> _Problems to solve_:
[A] According to the article on immune-based melanoma treatments, what is the average life expectancy after a diagnosis of stage four melanoma?
[B] Turn the paragraph in the melanoma immune-treatment article that begins "Dr. Jeffrey Weber, a professor of medicine" into a short bulleted list that keeps its main facts.

> _Excerpted text_:
* * *
New cancer treatments use body's own immune system to kill melanoma tumours

Scientists are claiming that the body's own immune system could be used to fight the most serious form of skin cancer, malignant melanoma.

Two teams of researchers in the U.S. have been able to manipulate immune cells to boost the attack on cancer cells and the treatment appears to stop skin cancer progressing.

Experts say the studies are "significant", but much more research is needed before the treatment could be offered to patients.

Advanced melanoma is a devastating disease for which there is no effective treatment and the average life expectancy after diagnosis of the most serious form of the disease, stage four, is around nine months.

Though surgery or high doses of chemotherapy drugs are used to treat the cancer, while they can reduce the size of tumours they cannot prevent the disease recurring.

The immune system that attacks cancer cells is a delicately balanced defence system; the number of T cells, which recognise and attack foreign bodies such as tumour cells, are controlled by a T cells called Tregs.

Tregs role is to act as a break stop to prevent the immune attack going into overdrive and turning on the body.

One study found it was possible to suppress Tregs by blocking the activity of a protein on the cells' surface which left other parts of the immune system free to attack.

Dr. Jeffrey Weber, a professor of medicine at the University of Southern California in Los Angeles, and colleagues treated 25 patients with injections of an antibody to block the protein; eighteen months later, 24 of the patients are still alive and three are free of cancer.

In the second study, Dr. Jason Chesney from the J.G. Brown Cancer Center in Louisville, Kentucky found that when patients with advanced melanoma were given a drug combination of the diphtheria toxin and interleukin 2 to knock out their T-regulatory cells, tumors shrank or remained stable in five of seven participants.

The five patients on the higher dose saw their tumours shrink or remained stable and all seven are still alive 12 months after the treatment was given.

Mice studies have already found that the combination led to another part of the immune system armoury called CD8+T lymphocytes being freed up to attack and kill melanoma cells.
* * *
> _Record set_:
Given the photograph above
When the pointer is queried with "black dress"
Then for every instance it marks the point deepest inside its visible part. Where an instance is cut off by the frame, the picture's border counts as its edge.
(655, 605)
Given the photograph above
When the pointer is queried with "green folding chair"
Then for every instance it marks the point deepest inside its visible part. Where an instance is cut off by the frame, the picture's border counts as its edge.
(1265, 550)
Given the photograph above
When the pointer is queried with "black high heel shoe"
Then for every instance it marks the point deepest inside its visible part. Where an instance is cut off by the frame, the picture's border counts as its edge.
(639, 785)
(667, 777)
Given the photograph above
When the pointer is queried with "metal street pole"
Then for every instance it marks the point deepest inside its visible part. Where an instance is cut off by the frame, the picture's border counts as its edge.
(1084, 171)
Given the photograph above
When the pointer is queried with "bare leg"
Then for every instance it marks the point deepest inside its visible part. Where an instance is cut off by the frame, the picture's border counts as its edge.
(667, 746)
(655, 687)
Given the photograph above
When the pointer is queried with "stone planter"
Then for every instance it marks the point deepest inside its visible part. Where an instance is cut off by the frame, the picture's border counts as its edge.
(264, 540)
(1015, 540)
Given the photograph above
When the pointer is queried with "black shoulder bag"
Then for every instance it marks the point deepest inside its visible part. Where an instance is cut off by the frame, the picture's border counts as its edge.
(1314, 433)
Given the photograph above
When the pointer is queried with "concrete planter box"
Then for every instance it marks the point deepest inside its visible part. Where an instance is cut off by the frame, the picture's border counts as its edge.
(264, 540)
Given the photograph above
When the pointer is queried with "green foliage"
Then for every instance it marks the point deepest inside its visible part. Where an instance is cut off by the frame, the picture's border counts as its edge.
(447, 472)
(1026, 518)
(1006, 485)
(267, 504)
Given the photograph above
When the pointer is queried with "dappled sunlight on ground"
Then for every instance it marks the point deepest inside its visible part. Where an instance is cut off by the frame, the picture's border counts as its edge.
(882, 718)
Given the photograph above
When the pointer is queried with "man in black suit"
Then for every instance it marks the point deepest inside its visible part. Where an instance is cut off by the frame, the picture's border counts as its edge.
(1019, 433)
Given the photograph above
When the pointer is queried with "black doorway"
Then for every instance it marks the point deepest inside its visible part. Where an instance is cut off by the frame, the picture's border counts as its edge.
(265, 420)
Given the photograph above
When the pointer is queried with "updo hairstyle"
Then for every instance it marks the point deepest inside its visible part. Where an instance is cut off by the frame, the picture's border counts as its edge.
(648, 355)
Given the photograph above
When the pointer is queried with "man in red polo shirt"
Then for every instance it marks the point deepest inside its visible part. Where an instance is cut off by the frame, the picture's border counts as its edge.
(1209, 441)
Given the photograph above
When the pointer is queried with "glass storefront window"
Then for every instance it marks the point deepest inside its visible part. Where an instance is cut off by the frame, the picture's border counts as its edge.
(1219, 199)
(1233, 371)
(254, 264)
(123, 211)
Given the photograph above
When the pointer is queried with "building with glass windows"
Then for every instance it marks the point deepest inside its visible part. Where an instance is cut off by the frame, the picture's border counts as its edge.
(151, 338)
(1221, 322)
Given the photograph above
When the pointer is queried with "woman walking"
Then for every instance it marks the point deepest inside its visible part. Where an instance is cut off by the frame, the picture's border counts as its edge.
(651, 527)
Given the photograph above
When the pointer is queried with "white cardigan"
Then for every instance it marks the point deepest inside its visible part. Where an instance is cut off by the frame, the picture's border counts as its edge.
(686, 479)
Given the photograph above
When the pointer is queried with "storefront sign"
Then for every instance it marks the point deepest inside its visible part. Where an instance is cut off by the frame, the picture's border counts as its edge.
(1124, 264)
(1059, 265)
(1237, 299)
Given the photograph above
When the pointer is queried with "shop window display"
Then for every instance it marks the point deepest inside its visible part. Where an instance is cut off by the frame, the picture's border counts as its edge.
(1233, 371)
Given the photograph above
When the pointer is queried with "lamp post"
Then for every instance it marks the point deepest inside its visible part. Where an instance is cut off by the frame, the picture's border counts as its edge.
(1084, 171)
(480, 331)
* * *
> _Answers for this exercise_:
[A] Around nine months.

[B]
- Researchers: Dr. Jeffrey Weber, a professor of medicine at the University of Southern California in Los Angeles, and colleagues
- Treatment: injections of an antibody to block the protein, given to 25 patients
- Result after eighteen months: 24 patients still alive, three of them free of cancer